## DATASET ENTRIES

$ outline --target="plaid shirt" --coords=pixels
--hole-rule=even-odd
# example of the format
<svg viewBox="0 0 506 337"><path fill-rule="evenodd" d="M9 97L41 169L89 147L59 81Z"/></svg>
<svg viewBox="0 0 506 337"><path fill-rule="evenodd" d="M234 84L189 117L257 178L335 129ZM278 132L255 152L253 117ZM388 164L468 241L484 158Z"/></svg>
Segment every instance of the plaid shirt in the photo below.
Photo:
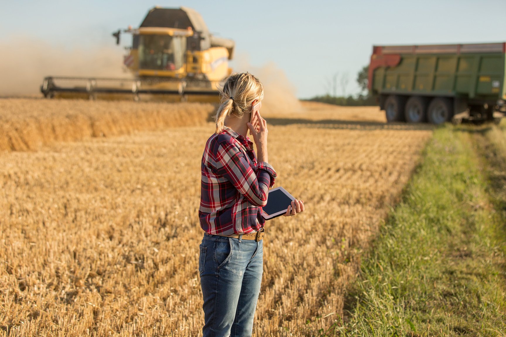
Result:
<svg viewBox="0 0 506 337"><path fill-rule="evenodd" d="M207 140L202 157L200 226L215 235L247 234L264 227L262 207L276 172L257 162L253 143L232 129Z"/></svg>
--
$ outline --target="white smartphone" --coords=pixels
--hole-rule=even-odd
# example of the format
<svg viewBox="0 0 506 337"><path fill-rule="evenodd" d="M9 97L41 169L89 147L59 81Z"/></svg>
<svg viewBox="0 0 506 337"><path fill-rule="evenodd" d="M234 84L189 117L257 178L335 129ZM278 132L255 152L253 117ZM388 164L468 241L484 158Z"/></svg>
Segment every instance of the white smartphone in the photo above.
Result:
--
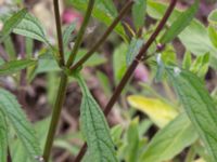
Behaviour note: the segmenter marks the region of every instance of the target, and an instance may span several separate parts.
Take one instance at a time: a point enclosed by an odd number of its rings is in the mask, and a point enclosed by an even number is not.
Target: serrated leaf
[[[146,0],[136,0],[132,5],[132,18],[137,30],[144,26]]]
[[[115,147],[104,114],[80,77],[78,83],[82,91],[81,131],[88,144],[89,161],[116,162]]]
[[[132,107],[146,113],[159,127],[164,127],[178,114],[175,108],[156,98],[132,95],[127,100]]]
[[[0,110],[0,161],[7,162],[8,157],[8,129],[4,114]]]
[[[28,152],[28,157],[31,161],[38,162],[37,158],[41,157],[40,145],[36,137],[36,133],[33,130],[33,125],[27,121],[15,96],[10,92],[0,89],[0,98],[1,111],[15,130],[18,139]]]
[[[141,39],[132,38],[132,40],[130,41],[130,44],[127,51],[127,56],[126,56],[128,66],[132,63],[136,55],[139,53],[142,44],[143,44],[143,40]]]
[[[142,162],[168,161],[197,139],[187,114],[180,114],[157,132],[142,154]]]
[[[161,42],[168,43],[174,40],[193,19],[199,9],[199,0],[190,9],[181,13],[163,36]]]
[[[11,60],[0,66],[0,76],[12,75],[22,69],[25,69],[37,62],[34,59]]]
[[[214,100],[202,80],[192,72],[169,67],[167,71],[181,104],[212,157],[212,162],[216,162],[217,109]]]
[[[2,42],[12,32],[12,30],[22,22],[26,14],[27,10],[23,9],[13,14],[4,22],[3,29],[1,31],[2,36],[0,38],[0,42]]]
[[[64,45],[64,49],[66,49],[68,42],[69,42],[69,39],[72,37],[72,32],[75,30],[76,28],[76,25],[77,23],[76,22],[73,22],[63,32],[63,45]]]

## CHALLENGE
Report each line in the entries above that contains the string "outline". Case counts.

## RESULT OF THIS TASK
$ outline --target="plaid shirt" --coords=pixels
$ outline --target="white smartphone" --coords=pixels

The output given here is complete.